··· ARTICOLO

1997 - Fuga da New York (di J. Carpenter, 1981)


"Il post-apocalittico, al cinema, va sempre di moda". E' questo che mi son detto oggi rivedendo per l'ennesima volta Doomsday di Nel Marshall. E' la stessa cosa che mi ripeto ogni volta che, ciclicamente, rivedo 1997 Fuga da New York, forse il simbolo del cinema post-apocalittico, quel film che ogni regista che si accosta al genere vorrebbe aver girato e che poi cita senza ritegno, come fosse la Bibbia.

John Carpenter girò Escape from New York nel 1981 ma lo scrisse nel 1975, un periodo certamente non tutto rosa e fiori per l'America post Richard Nixon e guerra del Vietnam. E infatti nel film si respira tutta la sfiducia verso le istituzioni e l'oppressiva sensazione di aver perduto credito nei confronti del resto del mondo, la paura mai veramente superata di un'imminente guerra nuclerare. Tutta roba attuale, tutte problematiche ancora scottanti che alimentano l'immaginario comune.
Però, come al solito, Carpenter è stato il migliore nel rappresentarle attraverso la macchina cinematografica, per la serie: quando uno è bravo, è bravo.

······
··· DATI DI PARTENZA

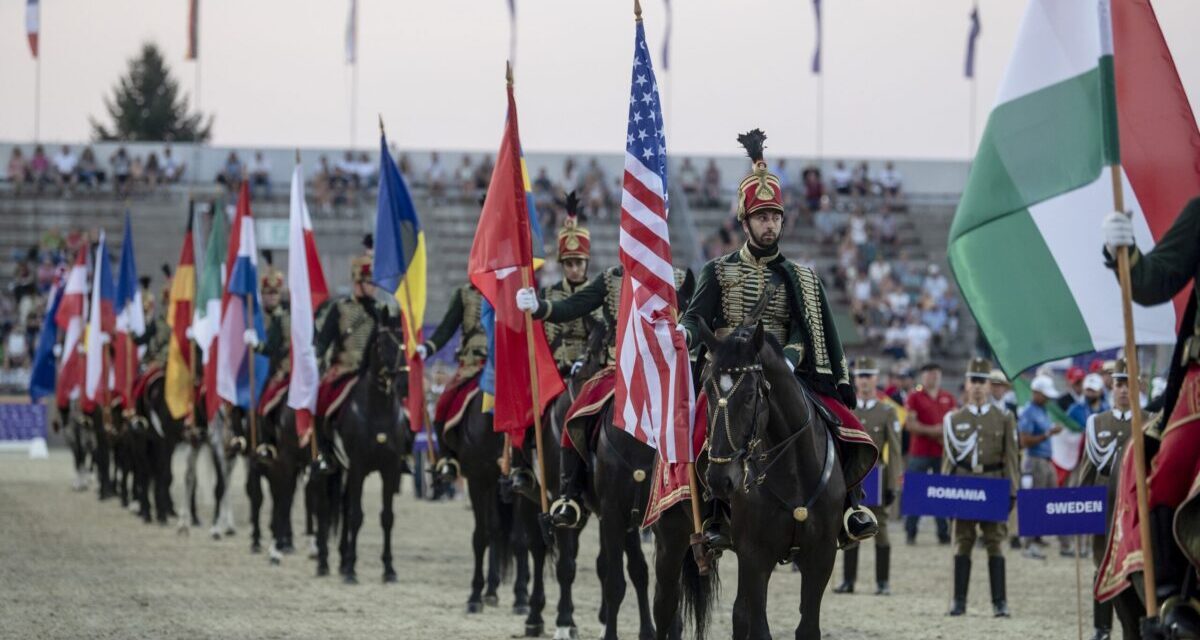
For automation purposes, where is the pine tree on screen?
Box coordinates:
[89,43,212,142]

······

COSA FARE —
#1 Secondo l'articolo, in che anno John Carpenter scrisse il film?
#2 Riporta parola per parola il brano dell'articolo che va da "1997 - Fuga" giù fino a "fosse la Bibbia.".
#3 Quali persone vengono nominate nell'articolo? Elencale tutte.

RISPOSTE SCRITTE —
#1 Nel 1975.

#2
1997 - Fuga da New York (di J. Carpenter, 1981)


"Il post-apocalittico, al cinema, va sempre di moda". E' questo che mi son detto oggi rivedendo per l'ennesima volta Doomsday di Nel Marshall. E' la stessa cosa che mi ripeto ogni volta che, ciclicamente, rivedo 1997 Fuga da New York, forse il simbolo del cinema post-apocalittico, quel film che ogni regista che si accosta al genere vorrebbe aver girato e che poi cita senza ritegno, come fosse la Bibbia.

#3 John Carpenter, Nel Marshall, Richard Nixon